- [Prompt]:
Reproduce every one of the following entries verbatim, line for line, with no changes of any kind.

- [Provided entries]:
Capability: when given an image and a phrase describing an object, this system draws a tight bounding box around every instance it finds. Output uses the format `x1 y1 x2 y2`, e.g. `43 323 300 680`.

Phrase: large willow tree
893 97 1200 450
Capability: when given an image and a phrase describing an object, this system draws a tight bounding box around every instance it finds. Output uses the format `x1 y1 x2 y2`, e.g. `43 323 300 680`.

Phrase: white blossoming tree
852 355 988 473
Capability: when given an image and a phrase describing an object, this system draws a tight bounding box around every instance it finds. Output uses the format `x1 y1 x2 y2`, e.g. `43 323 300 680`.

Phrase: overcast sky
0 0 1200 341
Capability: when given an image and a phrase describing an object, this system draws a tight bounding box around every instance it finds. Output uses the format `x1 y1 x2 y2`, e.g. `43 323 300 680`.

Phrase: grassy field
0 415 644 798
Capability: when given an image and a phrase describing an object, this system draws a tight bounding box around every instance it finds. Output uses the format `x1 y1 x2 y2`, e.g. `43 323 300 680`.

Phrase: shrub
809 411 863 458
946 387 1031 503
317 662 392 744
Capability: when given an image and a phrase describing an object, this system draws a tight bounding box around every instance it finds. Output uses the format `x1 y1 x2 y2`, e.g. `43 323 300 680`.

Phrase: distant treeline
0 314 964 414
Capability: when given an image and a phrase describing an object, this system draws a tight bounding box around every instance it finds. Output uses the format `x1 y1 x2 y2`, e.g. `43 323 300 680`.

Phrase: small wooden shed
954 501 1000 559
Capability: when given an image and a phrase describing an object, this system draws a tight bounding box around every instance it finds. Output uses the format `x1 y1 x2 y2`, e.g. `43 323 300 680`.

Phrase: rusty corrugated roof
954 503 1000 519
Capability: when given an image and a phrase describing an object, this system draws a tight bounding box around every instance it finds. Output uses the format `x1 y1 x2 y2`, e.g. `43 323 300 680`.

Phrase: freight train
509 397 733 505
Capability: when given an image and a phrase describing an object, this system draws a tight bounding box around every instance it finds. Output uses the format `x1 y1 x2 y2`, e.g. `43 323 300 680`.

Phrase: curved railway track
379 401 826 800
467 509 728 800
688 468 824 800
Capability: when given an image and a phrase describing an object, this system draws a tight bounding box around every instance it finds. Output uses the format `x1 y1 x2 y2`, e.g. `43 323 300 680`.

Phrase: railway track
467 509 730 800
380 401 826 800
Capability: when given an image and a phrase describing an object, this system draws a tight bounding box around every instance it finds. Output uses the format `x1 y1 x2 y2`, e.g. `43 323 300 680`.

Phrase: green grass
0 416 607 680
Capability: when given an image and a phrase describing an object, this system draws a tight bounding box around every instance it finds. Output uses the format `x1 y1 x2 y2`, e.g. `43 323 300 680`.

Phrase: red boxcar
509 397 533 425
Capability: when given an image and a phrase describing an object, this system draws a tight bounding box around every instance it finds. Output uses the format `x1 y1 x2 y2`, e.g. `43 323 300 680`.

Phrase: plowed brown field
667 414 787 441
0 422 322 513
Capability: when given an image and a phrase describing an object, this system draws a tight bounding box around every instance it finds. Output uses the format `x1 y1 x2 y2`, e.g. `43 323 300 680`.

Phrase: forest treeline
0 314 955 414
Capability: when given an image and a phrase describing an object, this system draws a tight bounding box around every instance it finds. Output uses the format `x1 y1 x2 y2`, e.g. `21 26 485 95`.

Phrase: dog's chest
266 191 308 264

- [Answer to this exercise]:
Capability: when given an image and a phrase describing an object, this system draws a tight bounding box around every instance it finds. Output uses the format `x1 y1 x2 y2`, e.g. `43 323 300 680`.

Phrase: large willow tree
893 97 1200 450
Capability: when given an image and a phrase describing an object, this system draws a tight bounding box around every instance it finds. Output uses the format `x1 y1 x2 y2`, e.g. `43 323 300 680`.

Phrase: white blossoming tree
852 355 988 473
Capability: when given an image and a phrase describing an object, this system draws a tight bounding box around every instance it finds. Output uses the format `x1 y1 x2 y2`, e.g. `43 323 300 680`.

Phrase: overcast sky
0 0 1200 341
Capability: when given an image and a phrase describing an object, this system draws a tight bounding box around every instance it finds. Output uses the format `x1 y1 x2 y2`, e.g. `43 323 300 680`.

Phrase: grassy field
0 415 644 798
Capability: when given an image and a phrase describing an object, this system draws a tight bounding box around every instance it finds. Output uses the format `x1 y1 x2 y2`, e.g. `43 323 300 680`.

Phrase: shrub
809 411 863 458
946 387 1031 503
317 662 392 744
Capability: when given an image and a phrase describing an object, this system draws a tight bounding box around every instance it finds. Output uses the format `x1 y1 x2 y2`, e.g. `43 323 300 680`.

Phrase: distant treeline
0 314 964 414
Capability: when given an image and a phrase describing an object, this system draws a tight bounding box around every instance it finds. Output uses the format `x1 y1 x2 y2`, e.g. `43 323 300 680`.

Phrase: small wooden shed
954 501 1000 559
Capability: when given an image and a phrase describing an object, this system draws a tight bounding box around every instance it finds. Output uses the format `x1 y1 x2 y2`, e.g. `43 323 300 680`.

Phrase: rusty corrugated roof
954 503 1000 519
Capability: when given an image and a phrase describing an object, this system draws a tight bounding box around every instance it finds. Output uses the format `x1 y1 x2 y2`, e.g. `43 323 300 680`.

Phrase: freight train
509 397 733 505
Capability: when given an image and a phrase describing an object, this system draws a tight bounding box around every instance it finds. Output uses the format `x1 y1 x2 y2`, e.g. `43 323 300 680`.

Phrase: curved railway track
379 401 826 800
467 509 728 800
688 468 824 800
Capability: when given an image and a phrase describing an object, this system draws a tight bounding box around every instance it finds. Output uses the format `x1 y1 x2 y2`, e.g. `43 323 300 680`.

Phrase: railway track
467 509 730 800
380 401 826 800
Capability: when given an image and a phrase describing an object, this system draws a tight bounding box around every instance it finds. Output uses the format `x1 y1 x2 y2`, e.g. `43 323 300 680`.

Phrase: green grass
0 416 607 680
Capability: when given an image and a phrase describing an object, this system draws a tight bounding box around every instance it finds. Output uses the format `x1 y1 x2 y2`, e.g. `43 323 300 680`.

Phrase: red boxcar
509 397 533 425
Capability: when given an image and a phrase describing an object, this system draws a tight bounding box around every instance it finds. Output uses the format `x1 y1 x2 y2`, e.g. `43 323 300 680`.

Phrase: plowed brown field
667 414 787 441
0 422 322 513
Capability: when given an image and a phrase describing an object, this system draws a tight bounding box around every instance it finds. Output uses the format `x1 y1 x2 y2`, e.g. `43 323 300 680`.

Phrase: forest treeline
0 314 955 414
Capability: when given an image and a phrase describing an object, this system draws a tight bounding box around every instance it finds. Output uses the format `x1 y1 x2 y2`, e.g. `21 26 485 95`.

Phrase: dog's chest
266 191 308 264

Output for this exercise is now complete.